─── Input ───
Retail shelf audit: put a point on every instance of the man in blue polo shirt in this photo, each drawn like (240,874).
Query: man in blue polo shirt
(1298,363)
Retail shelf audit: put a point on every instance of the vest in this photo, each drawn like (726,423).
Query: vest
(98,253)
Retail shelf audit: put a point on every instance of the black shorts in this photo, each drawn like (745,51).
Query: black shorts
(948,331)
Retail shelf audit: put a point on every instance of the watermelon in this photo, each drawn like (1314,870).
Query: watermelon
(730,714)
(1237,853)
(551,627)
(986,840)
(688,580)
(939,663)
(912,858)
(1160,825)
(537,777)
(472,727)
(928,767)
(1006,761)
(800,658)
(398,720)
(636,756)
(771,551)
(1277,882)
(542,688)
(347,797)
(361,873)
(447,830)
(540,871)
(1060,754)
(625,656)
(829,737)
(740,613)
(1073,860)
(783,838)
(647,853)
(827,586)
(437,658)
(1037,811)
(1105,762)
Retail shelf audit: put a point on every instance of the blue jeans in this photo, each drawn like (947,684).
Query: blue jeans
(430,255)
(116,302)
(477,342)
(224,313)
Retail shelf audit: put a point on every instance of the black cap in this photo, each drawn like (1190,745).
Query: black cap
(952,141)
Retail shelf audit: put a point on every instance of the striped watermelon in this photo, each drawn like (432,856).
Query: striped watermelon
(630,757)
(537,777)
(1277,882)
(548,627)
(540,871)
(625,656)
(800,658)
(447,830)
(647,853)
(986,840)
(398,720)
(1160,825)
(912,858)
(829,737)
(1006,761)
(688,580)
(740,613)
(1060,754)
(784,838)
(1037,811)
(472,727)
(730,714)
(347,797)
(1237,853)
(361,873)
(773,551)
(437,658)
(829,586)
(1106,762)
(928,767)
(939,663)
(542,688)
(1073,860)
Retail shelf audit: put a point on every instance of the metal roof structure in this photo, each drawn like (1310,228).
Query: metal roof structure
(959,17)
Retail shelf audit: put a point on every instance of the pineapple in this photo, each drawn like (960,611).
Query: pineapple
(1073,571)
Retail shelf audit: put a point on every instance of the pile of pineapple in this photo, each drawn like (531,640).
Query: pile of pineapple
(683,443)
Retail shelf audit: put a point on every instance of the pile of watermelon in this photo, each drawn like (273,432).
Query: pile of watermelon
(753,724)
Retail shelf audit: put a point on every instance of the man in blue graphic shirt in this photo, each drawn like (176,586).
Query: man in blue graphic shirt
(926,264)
───
▸ Work instruction
Your answer must consist of every line above, reproduced exactly.

▸ Your solution
Retail shelf audit: put a point on every instance of the man in blue polo shirt in this photo, each drawn like (240,874).
Query: man in blue polo shirt
(1298,363)
Retail shelf audit: put a point on every instance of the vest in this photo, each drawn like (726,423).
Query: vest
(98,253)
Retail shelf audit: put a point on every instance of the black shorts in this photo, each drawn like (745,51).
Query: black shorts
(948,331)
Retail shelf audit: put a point on every instance of the watermelon in this photo, each drawn like (1314,870).
Query: watermelon
(730,714)
(1237,853)
(551,627)
(986,840)
(688,580)
(939,663)
(912,858)
(1160,825)
(537,777)
(472,727)
(928,767)
(1006,761)
(800,658)
(398,720)
(636,756)
(771,551)
(1277,882)
(542,688)
(347,797)
(361,873)
(447,830)
(540,871)
(1060,754)
(625,656)
(829,737)
(740,613)
(1073,860)
(783,838)
(647,853)
(827,586)
(437,658)
(1037,811)
(1105,762)
Retail shelf audit: put a point on every instance of the blue jeans in this photo, each drawn like (947,684).
Query: blue jeans
(430,255)
(116,302)
(477,342)
(224,313)
Retail shelf audit: put a point on every instance of the black cap in this photo, each drawn like (1190,745).
Query: black cap
(952,141)
Retail shelf audit: put a point on every instance of the striped watermelon in this photo, each drawn like (432,856).
Query: striped watermelon
(630,757)
(537,777)
(1277,882)
(548,627)
(540,871)
(625,656)
(800,658)
(447,830)
(647,853)
(986,840)
(398,720)
(1160,825)
(912,858)
(829,737)
(1006,761)
(688,580)
(740,613)
(1060,754)
(784,838)
(1037,811)
(472,727)
(730,714)
(347,797)
(1237,853)
(361,873)
(773,551)
(437,658)
(829,586)
(1106,762)
(928,767)
(939,663)
(542,688)
(1073,860)
Retail shelf audit: put a point on every instance of the metal roof structure in this photo, each drawn like (1310,228).
Query: metal roof structure
(959,17)
Retail shelf audit: put a point on every instance of the pineapple in this photo, each drawn like (960,611).
Query: pineapple
(1073,571)
Retail shelf audit: put a point on every instance of the pile of pineapple in this photo, each drawn like (531,640).
Query: pile of pineapple
(683,443)
Retail shelf audit: put a point on every instance of the pile of watermelon in this photo, each drawn like (273,432).
Query: pile of watermelon
(753,724)
Retail shelf audit: put a point on every instance of the man in blue graphic shirt in this photo, each drawn like (176,586).
Query: man in blue graphic shirt
(926,264)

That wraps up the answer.